Problem description - Copy each entry below unchanged; the images do not go in the copy.

Photo-based referring expression data -
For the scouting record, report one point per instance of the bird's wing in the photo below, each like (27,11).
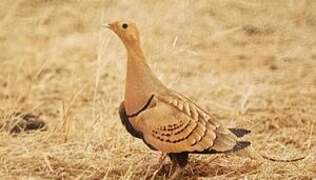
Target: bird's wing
(173,123)
(125,121)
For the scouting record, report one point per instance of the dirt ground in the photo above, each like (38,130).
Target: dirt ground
(251,63)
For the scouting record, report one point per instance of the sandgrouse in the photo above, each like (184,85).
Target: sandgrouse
(166,120)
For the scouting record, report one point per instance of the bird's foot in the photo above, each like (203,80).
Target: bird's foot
(176,173)
(161,160)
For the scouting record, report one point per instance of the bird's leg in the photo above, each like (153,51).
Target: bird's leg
(161,160)
(177,172)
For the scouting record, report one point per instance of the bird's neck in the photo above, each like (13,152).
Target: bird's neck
(140,81)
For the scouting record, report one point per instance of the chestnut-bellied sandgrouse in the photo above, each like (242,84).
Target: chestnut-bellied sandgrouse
(166,120)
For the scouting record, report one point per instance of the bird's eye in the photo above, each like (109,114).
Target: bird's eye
(124,26)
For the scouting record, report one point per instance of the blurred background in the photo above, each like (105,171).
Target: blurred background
(250,63)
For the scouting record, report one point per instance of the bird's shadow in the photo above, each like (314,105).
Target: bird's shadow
(225,167)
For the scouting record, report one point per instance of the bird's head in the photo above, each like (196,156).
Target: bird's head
(126,31)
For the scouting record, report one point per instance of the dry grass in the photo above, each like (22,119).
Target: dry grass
(251,63)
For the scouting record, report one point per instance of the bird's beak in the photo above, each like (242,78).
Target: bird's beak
(106,25)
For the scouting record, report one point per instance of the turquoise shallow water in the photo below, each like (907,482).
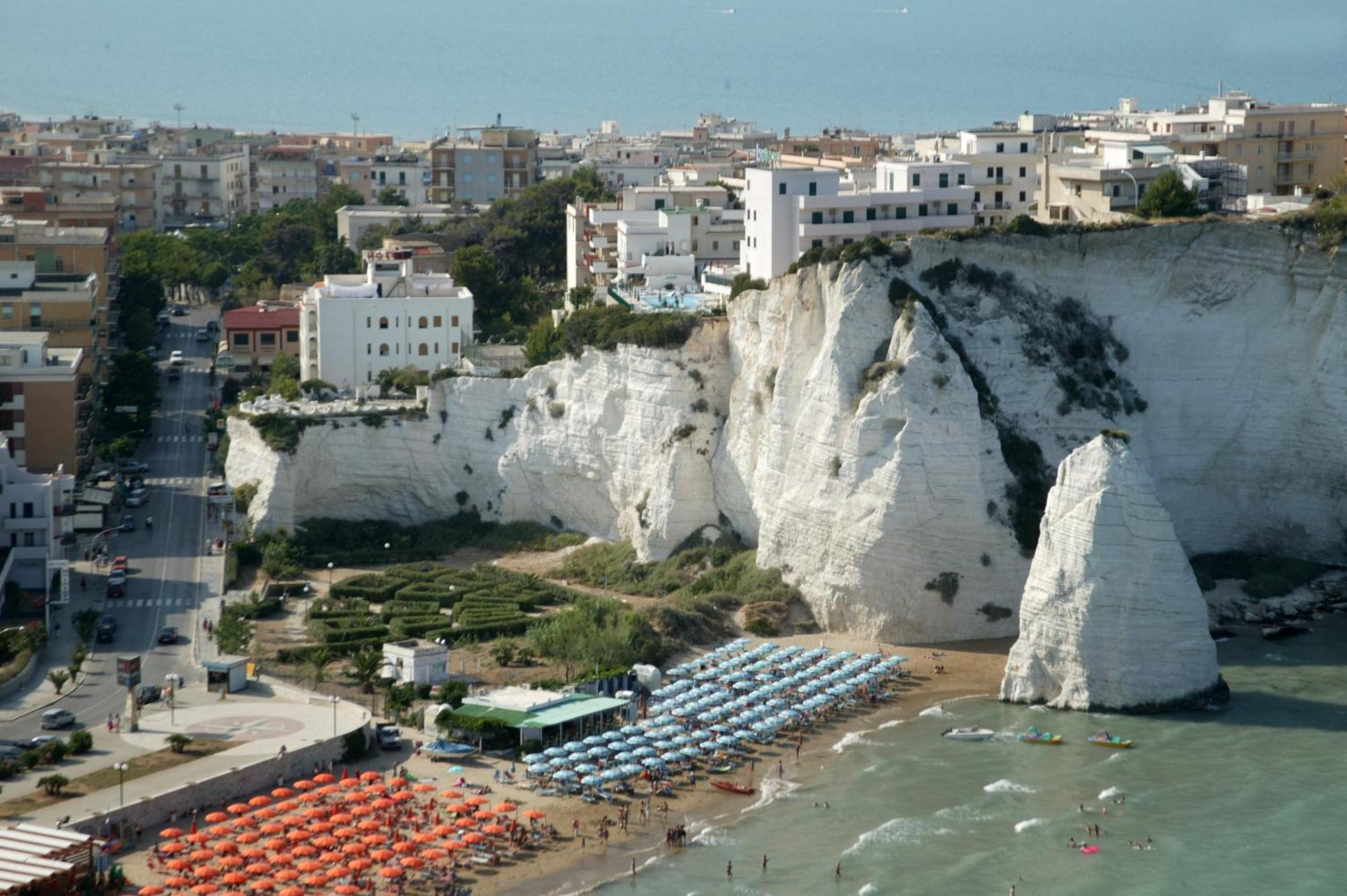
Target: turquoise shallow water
(1251,800)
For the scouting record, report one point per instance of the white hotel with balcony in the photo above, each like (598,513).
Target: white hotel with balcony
(354,326)
(793,210)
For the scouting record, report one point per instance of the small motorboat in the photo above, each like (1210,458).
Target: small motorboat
(1105,739)
(1035,736)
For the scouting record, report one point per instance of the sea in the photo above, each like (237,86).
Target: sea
(1247,800)
(424,67)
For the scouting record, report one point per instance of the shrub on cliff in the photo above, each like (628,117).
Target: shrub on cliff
(605,329)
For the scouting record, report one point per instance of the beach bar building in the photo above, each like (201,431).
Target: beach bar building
(45,860)
(546,716)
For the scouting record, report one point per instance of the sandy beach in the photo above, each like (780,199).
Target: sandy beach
(572,864)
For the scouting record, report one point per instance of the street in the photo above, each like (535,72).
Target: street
(165,586)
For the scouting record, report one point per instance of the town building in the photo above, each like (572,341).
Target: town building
(499,163)
(46,400)
(791,210)
(545,715)
(255,335)
(416,662)
(284,174)
(207,190)
(355,326)
(354,221)
(1104,178)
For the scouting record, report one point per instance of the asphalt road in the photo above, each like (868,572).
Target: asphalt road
(165,586)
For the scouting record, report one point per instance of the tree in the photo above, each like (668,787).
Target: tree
(53,784)
(366,668)
(391,195)
(1169,198)
(232,634)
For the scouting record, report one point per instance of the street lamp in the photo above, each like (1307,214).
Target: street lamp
(173,696)
(122,774)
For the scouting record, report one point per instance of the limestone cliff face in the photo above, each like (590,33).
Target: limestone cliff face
(1222,349)
(1112,615)
(872,499)
(616,444)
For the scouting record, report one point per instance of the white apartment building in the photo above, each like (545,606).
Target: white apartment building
(38,517)
(592,228)
(204,188)
(791,210)
(354,326)
(285,174)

Exercise answer -
For the scouting record, report one point per instance of the bird's wing in the photo below, each like (27,11).
Target: bird's wing
(173,123)
(125,121)
For the scouting record, report one point per instance of the dirt ground in the photo above, each like (38,130).
Target: dirt ground
(251,63)
For the scouting record, report one point per instance of the sandgrouse in the photo above, each like (184,85).
Target: sandgrouse
(166,120)
For the scouting record, report one point per instance of the bird's foot in the photo above, each like (203,80).
Target: bird's foot
(176,173)
(161,160)
For the scouting record, report one point per instance of the bird's leg in the photo above, each like (153,51).
Target: bird's leg
(161,160)
(177,172)
For the scouting record, report one point per instance of the bird's neck in the photo above, each like (13,152).
Target: bird's neck
(140,81)
For the scouting record, report one point per instance of the chestnut-bellied sandgrouse in the photo above, each like (242,84).
Target: chestnut-bellied sandgrouse
(166,120)
For the scouting record, report one point per instance of the bird's eye in the photo above, each like (109,114).
Target: bird's eye
(124,26)
For the scouting record, report one point per instance of the blurred background in the photo above, each like (105,171).
Target: blurred background
(250,63)
For the scouting record, report one point per instance of the bird's shadow in the photo above, each like (314,105).
Target: bird's shadow
(225,167)
For the scouting record, report one point per instance of the bird's head in the photo above, each like (196,156).
Target: bird's head
(126,31)
For the scouting record, report one point per instance of the dry grass in the photo above, each like (22,119).
Target: dry grass
(251,63)
For the scouting record, report one point per instance of the bird's beak in the photo above, each like (242,78).
Target: bird's beak
(106,25)
For the scouting record, report one point per instance of the turquoise shallow water in the photo below, each like (907,482).
Target: turquoise shallow water
(1251,800)
For the scouting record, report one point per instance of the white hotel with balcony in the photo above, each like (598,513).
Target: white hotel with balcony
(354,326)
(793,210)
For the scouting record, report one point per instance of the small motorboat in the photo above, each like (1210,458).
Target: small motorboat
(1105,739)
(1035,736)
For the scouting record, report one point per instance of the sea in the photo above, each like (237,86).
Target: sea
(1247,800)
(424,67)
For the scouting record, report one point per instance of the shrub on cliff in the photo above, each like (628,117).
Target: shrub on cliff
(605,329)
For the scouting record, report one point per instance of the beach bar building in the photo above, each like (201,431).
Target: beach bar building
(45,860)
(546,716)
For the scouting record, report one point per instance of the sandy beach in the photo above, each like (780,199).
Target: sandy beach
(572,864)
For the scouting record, report one point per instance of the street in the photo above, each like (535,72).
Target: street
(165,586)
For the scouting record, report one point per instance of the town building in the photo above, each like (572,341).
Target: town building
(499,163)
(46,400)
(791,210)
(545,715)
(255,335)
(416,662)
(284,174)
(207,190)
(355,326)
(354,221)
(1104,178)
For the scouting record, report one point per instance of the asphalt road in the photo above, each like (868,572).
Target: asphalt road
(165,586)
For the scouting record, report one point per instance of the tree in the photo above, each like (668,787).
Target: tree
(53,784)
(366,668)
(391,195)
(1169,198)
(232,634)
For the scouting record, report one point per instance of the street lamp in the photo above, each like (1307,214).
Target: street lamp
(173,696)
(122,774)
For the scouting record, report one point per instance of the limestone cliff face in the photo above, each like (590,33).
Target: limestone cliff face
(1222,349)
(1112,615)
(872,499)
(616,444)
For the scouting record, report one point per instance of the white apartment building in the photo above, each like (545,606).
Target: white apartment building
(38,517)
(592,228)
(204,188)
(791,210)
(354,326)
(285,174)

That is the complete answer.